◆ EXERCISE GOAL ◆
Include in the output exactly the lines from the opening of the data through the line containing "glass jar with one point per instance", and nothing more.

:::::

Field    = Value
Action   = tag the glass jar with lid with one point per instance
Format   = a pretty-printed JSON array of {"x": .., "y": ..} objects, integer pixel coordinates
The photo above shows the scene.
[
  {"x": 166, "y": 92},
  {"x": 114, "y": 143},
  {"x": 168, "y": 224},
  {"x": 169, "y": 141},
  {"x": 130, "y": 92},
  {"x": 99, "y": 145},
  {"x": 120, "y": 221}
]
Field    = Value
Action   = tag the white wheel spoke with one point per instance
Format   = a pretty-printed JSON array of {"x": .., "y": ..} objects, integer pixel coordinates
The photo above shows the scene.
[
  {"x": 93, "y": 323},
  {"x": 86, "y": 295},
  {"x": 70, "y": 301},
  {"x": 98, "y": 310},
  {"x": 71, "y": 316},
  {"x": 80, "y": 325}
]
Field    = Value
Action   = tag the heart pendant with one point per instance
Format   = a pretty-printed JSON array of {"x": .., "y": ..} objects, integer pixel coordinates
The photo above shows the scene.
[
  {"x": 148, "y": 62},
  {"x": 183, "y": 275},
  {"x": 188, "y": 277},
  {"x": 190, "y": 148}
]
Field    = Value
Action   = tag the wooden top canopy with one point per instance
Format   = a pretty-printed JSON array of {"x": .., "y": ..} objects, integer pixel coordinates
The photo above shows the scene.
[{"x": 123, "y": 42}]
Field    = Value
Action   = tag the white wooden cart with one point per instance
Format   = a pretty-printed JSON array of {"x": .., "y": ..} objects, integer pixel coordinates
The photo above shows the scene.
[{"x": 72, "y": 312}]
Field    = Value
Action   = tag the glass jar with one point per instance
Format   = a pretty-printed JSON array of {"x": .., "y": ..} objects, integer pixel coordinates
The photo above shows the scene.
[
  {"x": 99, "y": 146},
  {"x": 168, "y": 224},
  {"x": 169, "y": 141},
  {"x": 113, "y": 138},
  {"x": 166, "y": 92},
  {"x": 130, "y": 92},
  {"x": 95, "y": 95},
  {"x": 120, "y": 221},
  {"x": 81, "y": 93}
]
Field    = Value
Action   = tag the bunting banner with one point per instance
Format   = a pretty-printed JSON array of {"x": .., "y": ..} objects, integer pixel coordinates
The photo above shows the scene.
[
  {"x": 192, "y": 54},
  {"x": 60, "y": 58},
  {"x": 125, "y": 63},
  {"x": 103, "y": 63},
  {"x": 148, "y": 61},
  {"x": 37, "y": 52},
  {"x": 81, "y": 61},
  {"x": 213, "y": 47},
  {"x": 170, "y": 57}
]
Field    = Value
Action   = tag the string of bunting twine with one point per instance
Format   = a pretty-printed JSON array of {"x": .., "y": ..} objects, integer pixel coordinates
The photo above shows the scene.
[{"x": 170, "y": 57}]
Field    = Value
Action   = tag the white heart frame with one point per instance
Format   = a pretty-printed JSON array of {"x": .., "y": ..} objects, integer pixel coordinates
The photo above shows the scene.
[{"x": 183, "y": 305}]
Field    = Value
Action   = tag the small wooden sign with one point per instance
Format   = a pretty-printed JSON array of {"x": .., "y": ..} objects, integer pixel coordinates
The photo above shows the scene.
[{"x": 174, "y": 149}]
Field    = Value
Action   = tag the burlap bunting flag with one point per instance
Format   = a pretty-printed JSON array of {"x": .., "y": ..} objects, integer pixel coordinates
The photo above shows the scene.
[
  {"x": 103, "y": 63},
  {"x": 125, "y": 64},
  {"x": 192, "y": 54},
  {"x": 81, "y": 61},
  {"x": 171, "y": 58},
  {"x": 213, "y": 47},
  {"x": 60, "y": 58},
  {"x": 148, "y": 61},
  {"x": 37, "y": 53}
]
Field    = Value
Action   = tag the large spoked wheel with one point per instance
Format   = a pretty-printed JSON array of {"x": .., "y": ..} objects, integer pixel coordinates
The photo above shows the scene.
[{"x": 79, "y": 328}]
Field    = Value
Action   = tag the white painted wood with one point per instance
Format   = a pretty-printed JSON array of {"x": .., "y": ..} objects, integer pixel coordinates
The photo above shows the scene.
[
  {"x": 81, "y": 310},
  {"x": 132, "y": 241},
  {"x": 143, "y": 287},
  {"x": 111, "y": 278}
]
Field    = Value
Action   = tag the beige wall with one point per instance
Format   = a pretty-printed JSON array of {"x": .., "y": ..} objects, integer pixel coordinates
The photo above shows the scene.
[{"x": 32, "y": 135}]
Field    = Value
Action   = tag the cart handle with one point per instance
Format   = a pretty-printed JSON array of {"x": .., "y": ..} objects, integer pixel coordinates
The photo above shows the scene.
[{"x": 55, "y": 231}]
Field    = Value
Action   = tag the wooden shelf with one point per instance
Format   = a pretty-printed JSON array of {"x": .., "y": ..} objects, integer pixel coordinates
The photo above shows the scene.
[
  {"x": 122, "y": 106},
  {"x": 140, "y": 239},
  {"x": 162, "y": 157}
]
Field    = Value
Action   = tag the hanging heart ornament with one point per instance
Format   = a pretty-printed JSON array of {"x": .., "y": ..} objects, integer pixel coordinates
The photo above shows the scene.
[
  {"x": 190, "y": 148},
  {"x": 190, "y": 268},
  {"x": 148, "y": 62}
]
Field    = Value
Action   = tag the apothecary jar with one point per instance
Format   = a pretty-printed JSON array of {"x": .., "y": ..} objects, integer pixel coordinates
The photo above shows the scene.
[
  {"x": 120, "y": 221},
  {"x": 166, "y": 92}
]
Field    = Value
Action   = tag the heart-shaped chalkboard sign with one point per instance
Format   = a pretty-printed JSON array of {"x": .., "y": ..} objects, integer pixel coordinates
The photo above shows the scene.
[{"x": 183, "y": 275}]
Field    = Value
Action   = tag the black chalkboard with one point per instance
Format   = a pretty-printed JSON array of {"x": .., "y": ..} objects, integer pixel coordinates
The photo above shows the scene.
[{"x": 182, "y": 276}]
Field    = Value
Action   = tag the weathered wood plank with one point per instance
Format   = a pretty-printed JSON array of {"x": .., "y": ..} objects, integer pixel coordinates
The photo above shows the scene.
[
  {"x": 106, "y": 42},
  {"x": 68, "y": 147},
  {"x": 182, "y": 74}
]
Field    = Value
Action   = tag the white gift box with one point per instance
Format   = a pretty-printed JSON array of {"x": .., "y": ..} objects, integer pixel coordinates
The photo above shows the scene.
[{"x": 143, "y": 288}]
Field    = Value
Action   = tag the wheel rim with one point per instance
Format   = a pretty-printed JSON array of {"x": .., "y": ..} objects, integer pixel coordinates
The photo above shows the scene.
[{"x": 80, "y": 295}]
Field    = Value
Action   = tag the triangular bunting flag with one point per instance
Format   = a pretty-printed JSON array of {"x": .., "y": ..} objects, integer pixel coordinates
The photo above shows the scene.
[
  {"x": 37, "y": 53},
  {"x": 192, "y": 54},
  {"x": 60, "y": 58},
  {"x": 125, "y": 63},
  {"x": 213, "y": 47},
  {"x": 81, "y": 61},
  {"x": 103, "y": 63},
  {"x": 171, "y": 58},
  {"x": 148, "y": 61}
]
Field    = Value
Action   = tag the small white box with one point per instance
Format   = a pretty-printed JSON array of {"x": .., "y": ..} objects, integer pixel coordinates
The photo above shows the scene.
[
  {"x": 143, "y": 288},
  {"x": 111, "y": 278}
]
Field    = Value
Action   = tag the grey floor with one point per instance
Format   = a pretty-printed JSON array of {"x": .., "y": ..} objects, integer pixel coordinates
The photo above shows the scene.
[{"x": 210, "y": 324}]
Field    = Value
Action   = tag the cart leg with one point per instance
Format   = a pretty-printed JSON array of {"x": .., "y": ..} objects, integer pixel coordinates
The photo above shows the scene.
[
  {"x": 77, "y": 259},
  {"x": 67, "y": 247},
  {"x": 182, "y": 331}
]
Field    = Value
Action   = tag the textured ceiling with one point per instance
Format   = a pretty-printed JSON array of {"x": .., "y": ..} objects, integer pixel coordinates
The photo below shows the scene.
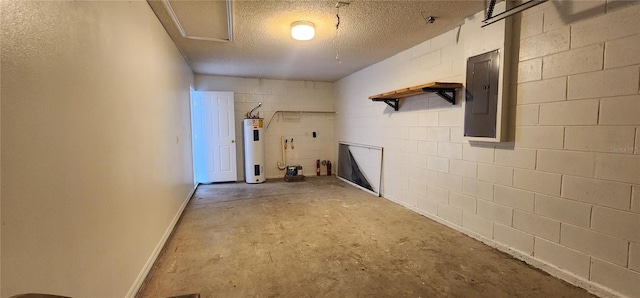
[{"x": 262, "y": 47}]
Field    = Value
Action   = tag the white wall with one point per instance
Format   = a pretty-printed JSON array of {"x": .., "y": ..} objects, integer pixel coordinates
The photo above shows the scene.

:::::

◆ EXERCISE OUTPUT ◆
Field    = Value
Action   = tag the glass jar with lid with one point per instance
Format   = a pretty-printed JSON array of {"x": .., "y": ..} objects, integer pixel coordinates
The photo above shows the scene.
[
  {"x": 166, "y": 92},
  {"x": 114, "y": 143},
  {"x": 168, "y": 224},
  {"x": 169, "y": 141},
  {"x": 130, "y": 92},
  {"x": 99, "y": 145},
  {"x": 120, "y": 221}
]
Field    = Value
Action   = tag the white wheel spoke with one point per instance
Format   = a pretty-printed JSON array of {"x": .., "y": ..} objects, integer pixel coordinates
The photo above shows the scene.
[
  {"x": 93, "y": 323},
  {"x": 86, "y": 295},
  {"x": 70, "y": 301},
  {"x": 98, "y": 310},
  {"x": 71, "y": 316},
  {"x": 80, "y": 325}
]
Field    = Value
Action   = tag the heart pendant with one point per instance
Format   = a pretty-printed JSON array of {"x": .., "y": ..} objects, integer pixel coordinates
The photo above shows the scene.
[
  {"x": 148, "y": 62},
  {"x": 183, "y": 275},
  {"x": 188, "y": 277},
  {"x": 190, "y": 148}
]
Field    = Value
Action   = tag the wooden top canopy with one point per instance
Format   = a pretty-printed JSON array of {"x": .., "y": ..} objects, integer pixel coordinates
The photo above shows the scene.
[{"x": 123, "y": 42}]
Field    = Value
Action   = tag the white wooden cart with one point per instance
Format   = a pretty-printed JSON array of {"x": .., "y": ..} objects, integer pixel coordinates
The photo above shows the scene.
[{"x": 72, "y": 312}]
Field    = Value
Action   = tag the glass jar with one point per instance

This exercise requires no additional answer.